#### [Prompt]
Exactly as written, transcribe the lines that run from the one containing "Practice step: locate the grassy" to the end of the records below.

#### [Given information]
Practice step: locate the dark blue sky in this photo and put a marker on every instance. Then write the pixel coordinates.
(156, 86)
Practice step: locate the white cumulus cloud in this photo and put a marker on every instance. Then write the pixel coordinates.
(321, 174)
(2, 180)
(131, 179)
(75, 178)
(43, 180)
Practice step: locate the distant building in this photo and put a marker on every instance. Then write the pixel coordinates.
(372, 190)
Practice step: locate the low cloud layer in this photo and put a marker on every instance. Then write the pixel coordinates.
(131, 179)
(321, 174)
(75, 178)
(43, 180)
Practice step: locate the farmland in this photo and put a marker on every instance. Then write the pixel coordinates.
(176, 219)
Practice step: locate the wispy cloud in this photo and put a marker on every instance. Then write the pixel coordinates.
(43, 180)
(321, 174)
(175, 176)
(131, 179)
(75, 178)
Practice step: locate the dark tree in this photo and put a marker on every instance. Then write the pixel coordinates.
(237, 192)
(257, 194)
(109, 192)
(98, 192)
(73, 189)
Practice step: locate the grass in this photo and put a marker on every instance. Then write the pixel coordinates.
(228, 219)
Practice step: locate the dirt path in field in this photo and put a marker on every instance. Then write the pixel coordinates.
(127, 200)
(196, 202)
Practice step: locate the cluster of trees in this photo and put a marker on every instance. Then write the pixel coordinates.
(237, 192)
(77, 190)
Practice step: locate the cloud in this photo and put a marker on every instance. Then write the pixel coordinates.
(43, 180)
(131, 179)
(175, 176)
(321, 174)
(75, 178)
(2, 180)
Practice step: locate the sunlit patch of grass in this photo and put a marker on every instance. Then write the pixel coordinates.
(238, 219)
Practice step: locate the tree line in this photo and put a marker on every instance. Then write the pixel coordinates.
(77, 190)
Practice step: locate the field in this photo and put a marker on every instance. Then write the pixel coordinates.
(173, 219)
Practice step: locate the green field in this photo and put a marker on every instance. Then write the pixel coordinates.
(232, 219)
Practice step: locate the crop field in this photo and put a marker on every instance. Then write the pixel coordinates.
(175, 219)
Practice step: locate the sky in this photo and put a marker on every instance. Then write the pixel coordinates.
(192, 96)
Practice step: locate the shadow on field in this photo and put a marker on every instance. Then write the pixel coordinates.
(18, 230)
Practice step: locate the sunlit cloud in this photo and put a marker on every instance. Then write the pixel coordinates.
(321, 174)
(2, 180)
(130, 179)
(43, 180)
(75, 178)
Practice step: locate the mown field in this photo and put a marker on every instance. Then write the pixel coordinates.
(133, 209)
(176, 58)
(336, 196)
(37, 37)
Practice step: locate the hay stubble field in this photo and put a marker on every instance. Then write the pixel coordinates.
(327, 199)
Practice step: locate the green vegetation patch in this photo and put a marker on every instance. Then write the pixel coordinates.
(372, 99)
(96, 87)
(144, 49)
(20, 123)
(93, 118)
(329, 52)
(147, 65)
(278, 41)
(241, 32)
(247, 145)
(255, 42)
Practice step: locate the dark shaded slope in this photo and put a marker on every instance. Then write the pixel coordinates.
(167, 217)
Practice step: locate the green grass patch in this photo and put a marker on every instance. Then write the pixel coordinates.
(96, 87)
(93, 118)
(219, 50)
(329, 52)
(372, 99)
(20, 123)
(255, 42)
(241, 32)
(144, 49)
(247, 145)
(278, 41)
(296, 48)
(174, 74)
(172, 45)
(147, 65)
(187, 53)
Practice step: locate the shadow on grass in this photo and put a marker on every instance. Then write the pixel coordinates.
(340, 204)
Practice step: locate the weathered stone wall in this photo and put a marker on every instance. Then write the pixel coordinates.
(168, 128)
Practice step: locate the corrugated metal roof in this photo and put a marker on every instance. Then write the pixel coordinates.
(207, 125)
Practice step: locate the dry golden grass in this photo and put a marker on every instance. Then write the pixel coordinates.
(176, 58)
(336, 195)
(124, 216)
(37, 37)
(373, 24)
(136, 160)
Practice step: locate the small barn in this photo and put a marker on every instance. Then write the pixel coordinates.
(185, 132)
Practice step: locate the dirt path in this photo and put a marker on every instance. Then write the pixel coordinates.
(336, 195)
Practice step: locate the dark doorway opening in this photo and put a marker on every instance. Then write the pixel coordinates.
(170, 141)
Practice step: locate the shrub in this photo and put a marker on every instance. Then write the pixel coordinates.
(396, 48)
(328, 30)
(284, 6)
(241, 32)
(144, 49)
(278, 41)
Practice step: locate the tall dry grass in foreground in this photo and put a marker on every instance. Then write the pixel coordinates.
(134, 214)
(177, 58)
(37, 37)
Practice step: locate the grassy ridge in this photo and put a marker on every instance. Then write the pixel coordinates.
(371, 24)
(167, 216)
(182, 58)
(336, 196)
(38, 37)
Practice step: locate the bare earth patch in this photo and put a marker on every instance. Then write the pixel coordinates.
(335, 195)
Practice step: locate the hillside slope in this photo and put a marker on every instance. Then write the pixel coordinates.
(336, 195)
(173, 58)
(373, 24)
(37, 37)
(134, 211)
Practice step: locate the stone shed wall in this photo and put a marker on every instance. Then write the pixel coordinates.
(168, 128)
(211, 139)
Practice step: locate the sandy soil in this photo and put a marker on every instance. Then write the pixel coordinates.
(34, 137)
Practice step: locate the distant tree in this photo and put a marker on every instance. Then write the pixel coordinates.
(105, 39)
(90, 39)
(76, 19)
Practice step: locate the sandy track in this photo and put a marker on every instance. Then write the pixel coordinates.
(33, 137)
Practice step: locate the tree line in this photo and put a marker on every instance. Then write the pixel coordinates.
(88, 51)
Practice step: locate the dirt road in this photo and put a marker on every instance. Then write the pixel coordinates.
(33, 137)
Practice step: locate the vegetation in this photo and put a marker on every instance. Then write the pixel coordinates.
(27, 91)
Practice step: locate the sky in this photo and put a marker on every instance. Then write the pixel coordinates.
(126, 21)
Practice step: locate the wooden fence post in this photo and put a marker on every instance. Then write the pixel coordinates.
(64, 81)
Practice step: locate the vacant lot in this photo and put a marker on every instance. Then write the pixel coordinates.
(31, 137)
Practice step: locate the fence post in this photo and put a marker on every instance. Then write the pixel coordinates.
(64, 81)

#### [Solution for this problem]
Practice step: locate the grassy ridge in this photo and put a marker on every instance. Then write the pixel coordinates.
(371, 24)
(167, 216)
(182, 58)
(336, 196)
(38, 37)
Practice step: locate the bare earth patch in this photo and put a marker on every instance. Then write the pixel coordinates.
(335, 195)
Practice step: locate the hillside slope in this photo and put a marker on every instance. Then write the pixel coordinates.
(336, 195)
(173, 58)
(373, 24)
(37, 37)
(134, 211)
Practice step: locate the stone shed wall in this photo and put a marker on every instance. Then write the pixel coordinates.
(168, 128)
(211, 139)
Practice step: locate the sandy soil in this photo and put a marker on every instance. Then write the pixel coordinates.
(34, 137)
Practice step: locate the distant tree in this photo and put a marker on every instance. Then write the pixel coordinates.
(105, 39)
(90, 39)
(76, 19)
Practice step: locate the sandy track in this photo and put a marker on every instance. Then write the pixel coordinates.
(33, 137)
Practice step: locate the tree line in this photo and put a marker on every instance. Then write the pixel coordinates.
(88, 51)
Practice step: locate the dirt road in this photo and put a marker on every instance. Then write the pixel coordinates.
(33, 137)
Practice step: locate the vegetation in this photo and put a marker on every instance. Then write the pixel coordinates.
(27, 91)
Practice step: locate the sky in this photo and put a marker on every instance. Then write the pixel coordinates.
(126, 21)
Practice step: locate the wooden fence post in this photo and put a marker on every instance. Then write the pixel coordinates.
(64, 81)
Practice step: locate the vacant lot in this photo and put a marker on every instance. Then write the pixel coordinates.
(31, 137)
Practice step: locate the fence post in this photo and put a marker on every instance. Then write the pixel coordinates.
(64, 81)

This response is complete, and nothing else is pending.